▸ **READING PASSAGE**

::::::

Skip to content

fix(daemon): platform-aware resource thresholds for macOS#1173

Open
ahmedibrahim085 wants to merge 3 commits intoruvnet:mainfrom
ahmedibrahim085:fix/platform-aware-resource-thresholds
Open

fix(daemon): platform-aware resource thresholds for macOS#1173
ahmedibrahim085 wants to merge 3 commits intoruvnet:mainfrom
ahmedibrahim085:fix/platform-aware-resource-thresholds

Conversation

@ahmedibrahim085
Copy link

Summary

  • Daemon workers (audit, optimize, testgaps) permanently blocked on macOS due to hardcoded resource thresholds that are incompatible with macOS system metric reporting
  • CPU threshold of 2.0 is exceeded by os.loadavg() on any multi-core Mac at idle (reports aggregate load, not per-core)
  • Memory threshold of 20% is unreachable because os.freemem() reports only truly unused RAM, not reclaimable cache (macOS typically shows 5-8% "free")
  • Compute thresholds from system capabilities: CPU cores × 3 for load, 1% free memory on Darwin (5% on Linux)
  • Thresholds remain overridable via config parameter — zero breaking change

Problem

All daemon workers with resource checks fail with:

CPU load too high: 3.80
Memory too low: 7.6% free

On a 16-core Mac at idle. Workers have 0% success rate (0 runs out of hundreds of scheduler cycles).

::::::

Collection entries
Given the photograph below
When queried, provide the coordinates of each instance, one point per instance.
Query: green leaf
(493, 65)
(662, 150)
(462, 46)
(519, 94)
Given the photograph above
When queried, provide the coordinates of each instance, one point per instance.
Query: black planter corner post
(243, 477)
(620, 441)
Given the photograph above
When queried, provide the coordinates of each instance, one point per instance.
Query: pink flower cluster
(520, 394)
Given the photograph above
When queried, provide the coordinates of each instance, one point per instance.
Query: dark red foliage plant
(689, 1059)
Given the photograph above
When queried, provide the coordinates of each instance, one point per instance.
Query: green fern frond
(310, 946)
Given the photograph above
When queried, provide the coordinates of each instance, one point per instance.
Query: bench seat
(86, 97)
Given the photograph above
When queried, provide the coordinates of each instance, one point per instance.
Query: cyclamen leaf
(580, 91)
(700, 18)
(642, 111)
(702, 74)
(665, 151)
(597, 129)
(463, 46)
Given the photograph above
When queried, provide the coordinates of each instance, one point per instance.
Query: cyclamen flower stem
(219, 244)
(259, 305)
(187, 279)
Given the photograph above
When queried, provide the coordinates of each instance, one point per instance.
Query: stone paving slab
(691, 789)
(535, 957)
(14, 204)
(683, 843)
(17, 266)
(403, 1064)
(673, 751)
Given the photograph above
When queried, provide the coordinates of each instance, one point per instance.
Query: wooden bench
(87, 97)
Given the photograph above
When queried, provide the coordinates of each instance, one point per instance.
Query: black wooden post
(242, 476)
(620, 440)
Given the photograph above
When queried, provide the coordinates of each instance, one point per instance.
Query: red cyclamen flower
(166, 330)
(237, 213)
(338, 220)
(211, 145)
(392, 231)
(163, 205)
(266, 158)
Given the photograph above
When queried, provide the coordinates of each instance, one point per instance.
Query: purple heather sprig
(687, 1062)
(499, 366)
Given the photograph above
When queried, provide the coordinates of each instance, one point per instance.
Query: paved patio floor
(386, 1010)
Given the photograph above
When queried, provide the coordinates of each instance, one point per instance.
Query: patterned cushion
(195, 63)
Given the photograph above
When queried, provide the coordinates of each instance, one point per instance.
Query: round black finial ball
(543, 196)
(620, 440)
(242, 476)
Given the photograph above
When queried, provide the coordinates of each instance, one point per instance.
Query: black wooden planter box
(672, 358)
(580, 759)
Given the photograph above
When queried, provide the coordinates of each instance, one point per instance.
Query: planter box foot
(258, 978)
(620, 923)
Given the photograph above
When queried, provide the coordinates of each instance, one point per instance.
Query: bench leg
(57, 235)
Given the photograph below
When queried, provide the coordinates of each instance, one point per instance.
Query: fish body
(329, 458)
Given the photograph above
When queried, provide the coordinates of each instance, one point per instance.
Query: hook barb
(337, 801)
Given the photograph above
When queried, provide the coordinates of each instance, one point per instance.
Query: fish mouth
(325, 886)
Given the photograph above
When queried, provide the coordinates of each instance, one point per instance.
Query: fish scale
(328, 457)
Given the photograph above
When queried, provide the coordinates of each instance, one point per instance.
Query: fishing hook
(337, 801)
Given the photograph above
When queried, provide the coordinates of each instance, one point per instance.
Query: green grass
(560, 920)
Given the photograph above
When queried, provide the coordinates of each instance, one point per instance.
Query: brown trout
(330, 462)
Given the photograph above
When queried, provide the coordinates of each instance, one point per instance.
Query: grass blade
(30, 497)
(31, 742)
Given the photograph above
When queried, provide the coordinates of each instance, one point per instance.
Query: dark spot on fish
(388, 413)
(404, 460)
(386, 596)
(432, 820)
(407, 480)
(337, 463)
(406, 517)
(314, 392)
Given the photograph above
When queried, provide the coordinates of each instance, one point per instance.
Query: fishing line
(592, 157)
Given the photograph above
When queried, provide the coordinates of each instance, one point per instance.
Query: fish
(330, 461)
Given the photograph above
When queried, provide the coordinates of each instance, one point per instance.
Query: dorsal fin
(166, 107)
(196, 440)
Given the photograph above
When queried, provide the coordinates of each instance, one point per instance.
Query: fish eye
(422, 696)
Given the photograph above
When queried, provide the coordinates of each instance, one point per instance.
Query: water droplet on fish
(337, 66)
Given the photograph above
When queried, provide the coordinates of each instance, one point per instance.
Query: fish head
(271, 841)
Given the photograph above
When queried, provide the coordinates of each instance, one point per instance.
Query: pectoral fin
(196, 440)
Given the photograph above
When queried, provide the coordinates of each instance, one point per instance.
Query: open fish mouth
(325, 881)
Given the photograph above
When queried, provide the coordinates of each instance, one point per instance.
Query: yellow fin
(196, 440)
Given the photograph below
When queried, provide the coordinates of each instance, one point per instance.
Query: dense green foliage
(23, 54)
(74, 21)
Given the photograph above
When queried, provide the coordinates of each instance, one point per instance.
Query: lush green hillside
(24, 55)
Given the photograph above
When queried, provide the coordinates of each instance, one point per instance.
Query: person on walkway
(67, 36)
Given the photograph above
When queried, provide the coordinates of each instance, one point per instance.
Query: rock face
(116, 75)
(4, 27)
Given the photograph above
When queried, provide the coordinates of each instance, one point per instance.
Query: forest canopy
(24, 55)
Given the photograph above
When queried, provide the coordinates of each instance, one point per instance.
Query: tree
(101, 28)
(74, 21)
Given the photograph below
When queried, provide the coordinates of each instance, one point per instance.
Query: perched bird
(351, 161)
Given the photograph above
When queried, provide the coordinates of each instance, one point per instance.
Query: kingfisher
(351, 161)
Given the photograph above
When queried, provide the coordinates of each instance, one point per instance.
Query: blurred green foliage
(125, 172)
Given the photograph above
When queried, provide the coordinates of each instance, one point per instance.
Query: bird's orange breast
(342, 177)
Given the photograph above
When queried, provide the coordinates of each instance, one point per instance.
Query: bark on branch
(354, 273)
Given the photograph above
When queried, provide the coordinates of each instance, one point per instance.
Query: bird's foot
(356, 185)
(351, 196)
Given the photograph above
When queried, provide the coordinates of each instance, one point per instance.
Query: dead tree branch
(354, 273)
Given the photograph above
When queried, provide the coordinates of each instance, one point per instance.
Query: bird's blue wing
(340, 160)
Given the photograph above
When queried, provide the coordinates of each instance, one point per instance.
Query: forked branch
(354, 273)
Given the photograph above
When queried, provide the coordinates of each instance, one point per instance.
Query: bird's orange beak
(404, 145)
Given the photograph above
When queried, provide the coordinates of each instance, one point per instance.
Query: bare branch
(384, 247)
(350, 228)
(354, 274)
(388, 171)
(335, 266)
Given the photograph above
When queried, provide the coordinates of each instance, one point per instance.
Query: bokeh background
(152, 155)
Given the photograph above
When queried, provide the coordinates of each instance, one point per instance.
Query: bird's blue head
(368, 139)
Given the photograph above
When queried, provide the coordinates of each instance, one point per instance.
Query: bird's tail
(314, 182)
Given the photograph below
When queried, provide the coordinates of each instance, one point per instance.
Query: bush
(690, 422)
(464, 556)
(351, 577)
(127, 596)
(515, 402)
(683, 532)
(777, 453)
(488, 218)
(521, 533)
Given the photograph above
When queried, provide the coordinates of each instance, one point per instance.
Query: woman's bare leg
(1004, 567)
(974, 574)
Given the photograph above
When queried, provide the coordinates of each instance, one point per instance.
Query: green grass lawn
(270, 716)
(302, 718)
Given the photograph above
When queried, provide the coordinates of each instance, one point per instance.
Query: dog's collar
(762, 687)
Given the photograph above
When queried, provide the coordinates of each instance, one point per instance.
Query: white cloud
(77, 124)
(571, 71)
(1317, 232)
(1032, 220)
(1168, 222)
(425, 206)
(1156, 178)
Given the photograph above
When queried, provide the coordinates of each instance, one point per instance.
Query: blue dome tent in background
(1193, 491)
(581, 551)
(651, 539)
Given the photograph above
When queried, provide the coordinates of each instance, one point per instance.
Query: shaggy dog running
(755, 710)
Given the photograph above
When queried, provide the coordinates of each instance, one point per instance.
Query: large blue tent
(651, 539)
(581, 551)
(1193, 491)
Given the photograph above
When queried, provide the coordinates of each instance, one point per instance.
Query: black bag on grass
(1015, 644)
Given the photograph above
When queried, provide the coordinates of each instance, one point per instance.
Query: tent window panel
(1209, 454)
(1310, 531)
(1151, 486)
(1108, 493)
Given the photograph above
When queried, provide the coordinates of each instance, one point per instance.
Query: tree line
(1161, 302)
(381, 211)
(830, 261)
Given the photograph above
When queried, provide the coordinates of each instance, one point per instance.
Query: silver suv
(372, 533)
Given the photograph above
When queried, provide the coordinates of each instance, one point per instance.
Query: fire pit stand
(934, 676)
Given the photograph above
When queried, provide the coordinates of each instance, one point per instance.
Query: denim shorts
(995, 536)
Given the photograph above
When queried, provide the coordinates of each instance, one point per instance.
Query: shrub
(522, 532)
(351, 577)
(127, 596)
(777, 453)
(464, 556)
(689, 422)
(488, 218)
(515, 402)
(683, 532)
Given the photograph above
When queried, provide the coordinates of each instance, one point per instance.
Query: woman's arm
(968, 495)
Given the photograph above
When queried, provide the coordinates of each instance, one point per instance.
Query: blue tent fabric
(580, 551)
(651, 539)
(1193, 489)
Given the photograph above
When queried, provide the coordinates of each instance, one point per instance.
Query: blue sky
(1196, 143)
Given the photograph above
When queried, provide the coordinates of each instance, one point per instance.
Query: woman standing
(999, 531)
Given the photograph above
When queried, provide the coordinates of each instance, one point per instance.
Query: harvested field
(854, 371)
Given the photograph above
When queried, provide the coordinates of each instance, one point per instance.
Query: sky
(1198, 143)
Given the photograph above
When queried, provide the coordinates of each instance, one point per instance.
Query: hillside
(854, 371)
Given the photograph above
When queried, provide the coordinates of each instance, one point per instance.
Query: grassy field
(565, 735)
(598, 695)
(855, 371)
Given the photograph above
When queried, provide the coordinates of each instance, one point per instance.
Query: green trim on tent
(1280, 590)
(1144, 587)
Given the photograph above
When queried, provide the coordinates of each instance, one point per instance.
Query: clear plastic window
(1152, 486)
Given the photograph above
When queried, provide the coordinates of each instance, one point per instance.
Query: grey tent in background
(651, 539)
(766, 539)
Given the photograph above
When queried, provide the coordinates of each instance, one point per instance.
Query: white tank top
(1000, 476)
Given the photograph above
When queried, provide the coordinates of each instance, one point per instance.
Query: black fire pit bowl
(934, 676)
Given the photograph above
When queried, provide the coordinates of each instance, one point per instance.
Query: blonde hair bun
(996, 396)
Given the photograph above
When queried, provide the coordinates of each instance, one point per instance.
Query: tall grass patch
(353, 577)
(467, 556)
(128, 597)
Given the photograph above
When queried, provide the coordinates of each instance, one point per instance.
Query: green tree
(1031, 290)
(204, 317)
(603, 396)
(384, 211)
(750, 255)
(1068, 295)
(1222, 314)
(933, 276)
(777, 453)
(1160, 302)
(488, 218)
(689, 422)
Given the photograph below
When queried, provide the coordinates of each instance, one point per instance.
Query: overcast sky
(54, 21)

::::::

▸ **GOALS**
(1) Answer these from the macOS thresholds write-up:
(a) What CPU threshold was hardcoded before the fix?
(b) What share of free memory is required on Linux under the new computation?
(c) How many cores did the idle Mac in the reported failure have?
(2) Rewrite the macOS thresholds write-up starting with "Conversation" and going on through "load, not per-core)", putting "fixed" in place of "hardcoded".
(3) Say whether each statement agrees with the macOS thresholds write-up, giving yes or no and the deciding words quoted from it:
(a) The thresholds can still be overridden through a config parameter.
(b) os.loadavg() reports load per core.
(c) The affected workers succeeded on about half of the scheduler cycles.

▸ **SOLUTIONS TO THE TASKS**
(1)
(a) 2.0
(b) 5%
(c) 16

(2)
Conversation

@ahmedibrahim085
Copy link

Summary

  • Daemon workers (audit, optimize, testgaps) permanently blocked on macOS due to fixed resource thresholds that are incompatible with macOS system metric reporting
  • CPU threshold of 2.0 is exceeded by os.loadavg() on any multi-core Mac at idle (reports aggregate load, not per-core)

(3)
(a) Yes: "Thresholds remain overridable via config parameter"
(b) No: "reports aggregate load, not per-core"
(c) No: "Workers have 0% success rate"